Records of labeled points
— START —

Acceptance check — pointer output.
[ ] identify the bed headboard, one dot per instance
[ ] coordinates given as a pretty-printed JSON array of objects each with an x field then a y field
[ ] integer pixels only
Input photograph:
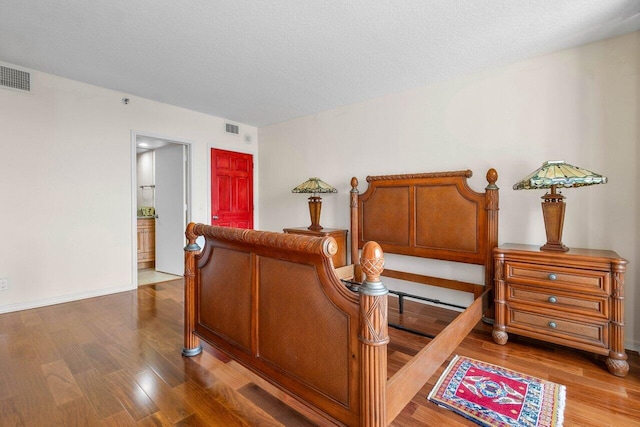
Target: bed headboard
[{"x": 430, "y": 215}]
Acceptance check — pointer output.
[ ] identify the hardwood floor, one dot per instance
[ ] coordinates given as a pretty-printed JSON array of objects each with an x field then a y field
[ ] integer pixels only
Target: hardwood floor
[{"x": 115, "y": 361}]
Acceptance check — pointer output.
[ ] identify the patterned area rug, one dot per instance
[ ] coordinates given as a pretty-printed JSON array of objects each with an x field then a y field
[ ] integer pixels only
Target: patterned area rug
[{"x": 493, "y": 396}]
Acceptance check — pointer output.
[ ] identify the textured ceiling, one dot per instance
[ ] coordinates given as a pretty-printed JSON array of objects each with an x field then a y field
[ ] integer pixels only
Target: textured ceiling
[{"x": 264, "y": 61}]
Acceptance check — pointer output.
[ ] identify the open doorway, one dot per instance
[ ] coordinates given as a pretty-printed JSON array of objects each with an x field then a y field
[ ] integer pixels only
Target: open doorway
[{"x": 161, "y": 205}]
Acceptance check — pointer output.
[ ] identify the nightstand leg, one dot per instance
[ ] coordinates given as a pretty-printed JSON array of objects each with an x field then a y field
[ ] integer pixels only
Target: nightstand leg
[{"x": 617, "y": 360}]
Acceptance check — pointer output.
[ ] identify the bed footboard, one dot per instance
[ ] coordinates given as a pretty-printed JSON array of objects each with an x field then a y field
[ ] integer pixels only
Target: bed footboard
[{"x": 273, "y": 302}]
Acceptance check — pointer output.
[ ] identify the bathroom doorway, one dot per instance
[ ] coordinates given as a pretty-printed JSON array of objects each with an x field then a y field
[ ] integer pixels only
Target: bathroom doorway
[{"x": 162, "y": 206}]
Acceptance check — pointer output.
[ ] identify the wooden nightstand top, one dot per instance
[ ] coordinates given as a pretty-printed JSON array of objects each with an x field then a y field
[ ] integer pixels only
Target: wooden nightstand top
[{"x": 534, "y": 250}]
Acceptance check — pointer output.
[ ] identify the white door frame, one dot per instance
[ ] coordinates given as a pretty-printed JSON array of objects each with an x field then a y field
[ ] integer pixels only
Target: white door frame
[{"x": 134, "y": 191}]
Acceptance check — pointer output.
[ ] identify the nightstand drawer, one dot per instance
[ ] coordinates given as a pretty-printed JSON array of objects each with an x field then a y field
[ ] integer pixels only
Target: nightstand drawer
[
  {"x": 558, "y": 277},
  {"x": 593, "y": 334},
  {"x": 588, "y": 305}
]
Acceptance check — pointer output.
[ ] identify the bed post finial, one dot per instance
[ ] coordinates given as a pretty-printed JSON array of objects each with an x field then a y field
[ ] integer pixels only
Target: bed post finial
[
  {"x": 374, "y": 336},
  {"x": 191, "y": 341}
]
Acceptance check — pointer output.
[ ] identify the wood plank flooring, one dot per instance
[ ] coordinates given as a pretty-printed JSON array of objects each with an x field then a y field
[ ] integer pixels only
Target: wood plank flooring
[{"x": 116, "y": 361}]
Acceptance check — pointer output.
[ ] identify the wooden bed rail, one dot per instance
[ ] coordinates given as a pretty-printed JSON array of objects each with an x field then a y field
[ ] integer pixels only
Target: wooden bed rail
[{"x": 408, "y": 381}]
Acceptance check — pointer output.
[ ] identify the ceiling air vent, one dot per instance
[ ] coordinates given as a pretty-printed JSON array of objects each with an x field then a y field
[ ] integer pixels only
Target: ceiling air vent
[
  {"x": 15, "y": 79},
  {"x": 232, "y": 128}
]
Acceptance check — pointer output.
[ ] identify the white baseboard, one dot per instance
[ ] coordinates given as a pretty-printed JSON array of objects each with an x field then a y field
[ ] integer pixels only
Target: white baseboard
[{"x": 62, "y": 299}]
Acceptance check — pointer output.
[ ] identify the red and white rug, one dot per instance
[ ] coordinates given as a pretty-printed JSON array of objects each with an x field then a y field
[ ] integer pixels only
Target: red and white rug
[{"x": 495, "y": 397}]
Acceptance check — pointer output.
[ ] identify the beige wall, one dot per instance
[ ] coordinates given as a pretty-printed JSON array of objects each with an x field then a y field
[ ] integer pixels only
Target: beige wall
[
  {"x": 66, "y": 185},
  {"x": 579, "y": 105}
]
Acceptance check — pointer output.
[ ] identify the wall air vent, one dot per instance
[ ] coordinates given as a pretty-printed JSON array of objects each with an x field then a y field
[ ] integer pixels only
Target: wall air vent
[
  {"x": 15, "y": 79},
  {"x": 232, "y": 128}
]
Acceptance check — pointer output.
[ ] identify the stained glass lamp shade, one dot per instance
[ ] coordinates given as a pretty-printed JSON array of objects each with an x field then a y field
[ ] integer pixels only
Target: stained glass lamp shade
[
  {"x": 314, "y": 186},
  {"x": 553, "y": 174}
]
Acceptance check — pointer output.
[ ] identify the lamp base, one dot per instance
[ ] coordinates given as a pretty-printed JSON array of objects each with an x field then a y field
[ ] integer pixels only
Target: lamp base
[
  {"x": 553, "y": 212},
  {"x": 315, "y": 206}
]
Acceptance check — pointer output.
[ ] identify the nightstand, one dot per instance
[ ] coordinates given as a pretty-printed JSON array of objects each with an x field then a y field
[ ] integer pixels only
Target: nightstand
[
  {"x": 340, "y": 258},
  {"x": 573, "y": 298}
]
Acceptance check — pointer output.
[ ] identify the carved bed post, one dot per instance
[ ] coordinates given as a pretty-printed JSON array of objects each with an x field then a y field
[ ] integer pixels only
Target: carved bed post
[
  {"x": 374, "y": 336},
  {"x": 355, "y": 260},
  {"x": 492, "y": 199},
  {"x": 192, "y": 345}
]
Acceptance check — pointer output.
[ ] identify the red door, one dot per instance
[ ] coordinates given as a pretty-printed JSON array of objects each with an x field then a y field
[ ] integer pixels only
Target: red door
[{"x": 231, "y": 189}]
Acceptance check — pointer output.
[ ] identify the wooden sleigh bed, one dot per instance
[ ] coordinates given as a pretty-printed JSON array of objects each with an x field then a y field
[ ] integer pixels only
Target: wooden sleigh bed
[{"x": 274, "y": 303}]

— END —

Gather every line of the material above that contains the string "finial", matching case exactly.

[ ] identify the bed post finial, one dot per instance
Target: bed post finial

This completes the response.